The German clarinet virtuoso Sabine Meyer is to retire from the stage next year, she has let it be known.

Meyer, 65, shot to fame when Herbert von Karajan tried to force through her appointment to the all-male Berlin Philharmonic, only for the players to vote 73-4 against her receiving tenure. Their obduracy precipitated Karajan’s resignation.

Meyer went on to a wide-ranging career as soloist, chamber musician and teacher. She married Reiner Wehle, who played clarinet in the Munich Philharmonic, and shared a professorship with him for 30 years at the Musikhochschule in Lübeck.

Comments

  • chet says:

    Sabine Meyer is a better clarinetist than Emmanuel Pahud is a flutist or Albrecht Mayer is an oboist, that’s how good she is, maybe the rest of the orchestra couldn’t handle her. Their lost. And hers too. And the audience’s.

    • OSF says:

      She’s a great clarinetist but she joined (and left) the Philharmonic a decade before either of them did, so I’m not sure what your point is.

    • CRWang says:

      Doesn’t make sense here. A clarinetist is better than a flutist and an oboist? They’re all great musicians and let’s leave it at that.

    • Manda Williams says:

      In what way is Sabine Meyer a better player than the two musicians you’ve mentioned? Can you substantiate that?

    • Herbie G says:

      Can’t we praise her without having to denigrate other fine musicians?

    • Marcus J says:

      That’s an absolutely incorrect statement.

  • Andrew Powell says:

    No, this was not related to Karajan’s resignation. It was seven years earlier.

    • norman lebrecht says:

      It was the first tipping point in the process.

      • NYMike says:

        Hellmut Stern told me this had nothing to do with gender or ability. It had to do with Karajan’s forcing her into the BPO over their tenure process.

        • william osborne says:

          So it was just a coincidence that the BPO had no women members at that point because it forbade them membership. Now, about that bridge in Brooklyn you have for sale…

        • OSF says:

          Indeed. The interview in The Clarinet magazine says the orchestra (not Karajan) hired her, but he took a real liking to her, and seemed – as I understand it – to press for a quick tenure decision on her. And the players resisted that, guarding their prerogative to determine who plays in the orchestra. Probably if Karajan had played it cool, he’d have gotten his way.

◆ Dataset content ◆
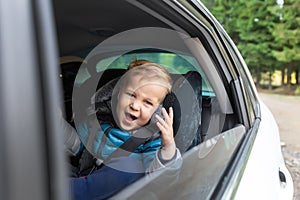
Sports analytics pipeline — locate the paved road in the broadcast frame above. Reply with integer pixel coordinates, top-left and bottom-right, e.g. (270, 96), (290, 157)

◆ Instructions for the task ◆
Copy out the piece on Sabine Meyer's retirement word for word, starting at "Meyer went on" and ending at "Musikhochschule in Lübeck.".

◆ Written response ◆
Meyer went on to a wide-ranging career as soloist, chamber musician and teacher. She married Reiner Wehle, who played clarinet in the Munich Philharmonic, and shared a professorship with him for 30 years at the Musikhochschule in Lübeck.